(Point localization data)
┌────────

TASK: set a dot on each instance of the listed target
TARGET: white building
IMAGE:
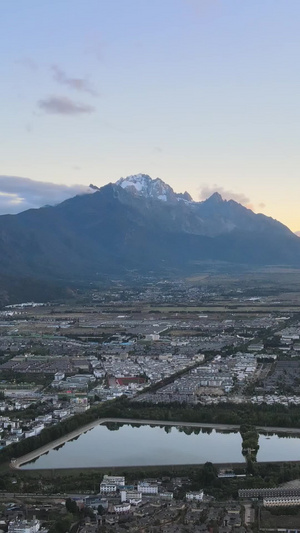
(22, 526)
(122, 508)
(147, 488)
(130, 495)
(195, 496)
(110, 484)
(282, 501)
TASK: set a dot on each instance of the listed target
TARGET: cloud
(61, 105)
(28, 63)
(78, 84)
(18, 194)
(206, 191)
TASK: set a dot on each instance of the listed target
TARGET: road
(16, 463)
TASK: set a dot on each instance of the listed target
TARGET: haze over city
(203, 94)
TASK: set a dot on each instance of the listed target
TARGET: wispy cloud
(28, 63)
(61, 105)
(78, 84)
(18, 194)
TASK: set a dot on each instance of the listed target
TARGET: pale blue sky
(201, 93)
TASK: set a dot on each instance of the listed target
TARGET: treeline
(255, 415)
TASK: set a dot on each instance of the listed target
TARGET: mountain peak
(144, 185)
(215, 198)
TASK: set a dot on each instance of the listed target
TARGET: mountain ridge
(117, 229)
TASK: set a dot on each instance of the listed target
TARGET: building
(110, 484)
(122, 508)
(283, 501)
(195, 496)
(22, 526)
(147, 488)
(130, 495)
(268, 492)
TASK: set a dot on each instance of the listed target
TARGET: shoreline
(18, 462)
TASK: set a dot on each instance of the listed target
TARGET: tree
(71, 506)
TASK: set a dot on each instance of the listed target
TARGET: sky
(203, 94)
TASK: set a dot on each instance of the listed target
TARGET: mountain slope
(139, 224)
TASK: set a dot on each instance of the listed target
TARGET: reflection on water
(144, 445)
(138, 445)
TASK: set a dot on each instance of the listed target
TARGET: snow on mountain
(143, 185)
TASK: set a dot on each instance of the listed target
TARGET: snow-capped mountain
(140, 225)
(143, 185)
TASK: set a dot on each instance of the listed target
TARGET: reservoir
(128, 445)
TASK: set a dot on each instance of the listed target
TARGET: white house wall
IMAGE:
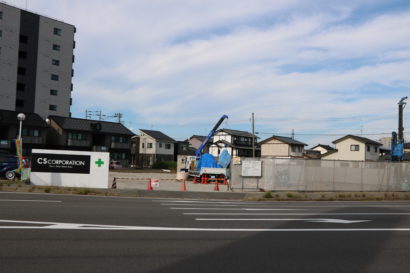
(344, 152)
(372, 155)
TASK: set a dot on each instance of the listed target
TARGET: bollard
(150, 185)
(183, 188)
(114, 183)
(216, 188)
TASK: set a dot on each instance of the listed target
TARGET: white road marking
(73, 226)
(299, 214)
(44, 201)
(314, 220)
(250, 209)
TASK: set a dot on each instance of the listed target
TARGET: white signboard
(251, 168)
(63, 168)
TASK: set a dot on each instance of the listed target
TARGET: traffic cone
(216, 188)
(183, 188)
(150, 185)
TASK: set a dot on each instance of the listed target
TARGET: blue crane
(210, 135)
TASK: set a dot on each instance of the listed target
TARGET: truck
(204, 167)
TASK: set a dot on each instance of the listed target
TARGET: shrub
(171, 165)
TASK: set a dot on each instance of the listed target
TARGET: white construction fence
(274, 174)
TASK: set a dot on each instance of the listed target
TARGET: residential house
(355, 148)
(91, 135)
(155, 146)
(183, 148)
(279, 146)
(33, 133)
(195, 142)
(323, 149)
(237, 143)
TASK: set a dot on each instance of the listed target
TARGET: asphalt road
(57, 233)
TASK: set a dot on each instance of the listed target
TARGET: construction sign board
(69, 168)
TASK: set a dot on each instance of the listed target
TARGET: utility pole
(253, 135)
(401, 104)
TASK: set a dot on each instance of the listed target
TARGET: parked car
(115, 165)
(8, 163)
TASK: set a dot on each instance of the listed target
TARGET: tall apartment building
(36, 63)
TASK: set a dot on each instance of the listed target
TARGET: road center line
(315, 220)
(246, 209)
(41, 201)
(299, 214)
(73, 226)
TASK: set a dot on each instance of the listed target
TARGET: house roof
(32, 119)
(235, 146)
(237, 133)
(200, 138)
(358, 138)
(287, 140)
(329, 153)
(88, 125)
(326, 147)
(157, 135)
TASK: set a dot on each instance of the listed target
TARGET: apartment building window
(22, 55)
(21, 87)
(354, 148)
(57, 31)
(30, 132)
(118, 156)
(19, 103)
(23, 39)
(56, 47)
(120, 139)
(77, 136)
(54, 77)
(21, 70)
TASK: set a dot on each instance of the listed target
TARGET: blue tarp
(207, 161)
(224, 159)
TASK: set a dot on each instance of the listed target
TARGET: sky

└────────

### WHAT IS EXPECTED
Write out the entries again, exactly as given, skipping any images.

### SOLUTION FOR THIS EXERCISE
TASK: set a dot on each instance of the listed target
TARGET: white building
IMAGE:
(22, 526)
(122, 508)
(147, 488)
(130, 495)
(195, 496)
(110, 484)
(282, 501)
TASK: set a dot on each instance of the listed target
TARGET: cloud
(61, 105)
(28, 63)
(78, 84)
(18, 194)
(206, 191)
TASK: set a dot on each instance of the listed target
TARGET: road
(16, 463)
TASK: set a dot on each instance of the listed target
TARGET: haze over city
(203, 94)
TASK: set a dot on each instance of the listed target
TARGET: wispy cloud
(28, 63)
(61, 105)
(78, 84)
(18, 194)
TASK: set a dot on each instance of the listed target
TARGET: pale blue sky
(201, 93)
TASK: set a dot on each instance of the listed target
TARGET: treeline
(255, 415)
TASK: set a dot on each instance of the listed target
TARGET: mountain peak
(144, 185)
(215, 198)
TASK: set a dot on each instance of the listed target
TARGET: mountain ridge
(117, 229)
TASK: set a dot on each instance of the listed target
TARGET: building
(110, 484)
(122, 508)
(283, 501)
(195, 496)
(22, 526)
(147, 488)
(130, 495)
(268, 492)
TASK: set a dot on each instance of the listed target
TARGET: shoreline
(18, 462)
TASK: set a dot on each instance of the listed target
TARGET: tree
(71, 506)
TASK: set a dot on each instance of the listed target
TARGET: sky
(203, 94)
TASK: set a dot on each instance of the listed target
TARGET: mountain slope
(139, 224)
TASK: set a dot on each instance of the listed target
TARGET: reflection on water
(144, 445)
(138, 445)
TASK: set a dot on each instance of the listed target
TARGET: snow on mountain
(143, 185)
TASK: set a dot on each instance of the listed target
TARGET: snow-capped mountain
(140, 225)
(143, 185)
TASK: set a dot on each instance of the listed target
TARGET: reservoir
(128, 445)
TASK: set a dot on each instance of the listed target
TARGET: white house wall
IMAGE:
(344, 152)
(372, 155)
TASK: set a dot on each instance of the listed target
TARGET: bollard
(150, 185)
(183, 188)
(114, 183)
(216, 188)
TASK: set a dot on each instance of the listed target
TARGET: white road marking
(73, 226)
(299, 214)
(44, 201)
(314, 220)
(250, 209)
TASK: set a dot on each instance of the listed target
TARGET: white signboard
(251, 168)
(63, 168)
TASK: set a dot on each instance of the listed target
TARGET: traffic cone
(216, 188)
(183, 188)
(150, 185)
TASK: set a dot on each instance of the listed target
TARGET: blue crane
(210, 135)
TASK: set a dot on each instance of the listed target
TARGET: truck
(204, 167)
TASK: set a dot on each instance of the listed target
TARGET: shrub
(171, 165)
TASK: set a dot on each instance of the listed target
TARGET: white construction fence
(274, 174)
TASK: set a dot on each instance of the listed target
TARGET: residential house
(355, 148)
(91, 135)
(155, 146)
(183, 148)
(279, 146)
(33, 133)
(195, 142)
(323, 149)
(237, 143)
TASK: set a dot on each instance of the listed target
TARGET: asphalt road
(57, 233)
TASK: set a dot on each instance of the listed target
TARGET: construction sign board
(69, 168)
TASK: set a dot on each instance of the listed target
TARGET: utility pole
(253, 135)
(401, 104)
TASK: set a dot on each instance of the listed target
TARGET: parked car
(115, 165)
(8, 163)
TASK: set a dot on each instance of the listed target
TARGET: tall apartment building
(36, 63)
TASK: set a dot on each instance of the listed target
TARGET: road center line
(315, 220)
(246, 209)
(41, 201)
(299, 214)
(73, 226)
TASK: set a dot on each instance of the listed target
TARGET: house roof
(32, 119)
(235, 146)
(237, 133)
(200, 138)
(358, 138)
(287, 140)
(329, 153)
(88, 125)
(326, 147)
(157, 135)
TASK: set a dot on each instance of the listed target
TARGET: apartment building window
(22, 55)
(21, 87)
(354, 148)
(57, 31)
(30, 132)
(118, 156)
(19, 103)
(23, 39)
(56, 47)
(120, 139)
(77, 136)
(54, 77)
(21, 70)
TASK: set a dot on each instance of the listed target
TARGET: blue tarp
(207, 161)
(224, 159)
TASK: set a dot on each instance of the listed target
TARGET: sky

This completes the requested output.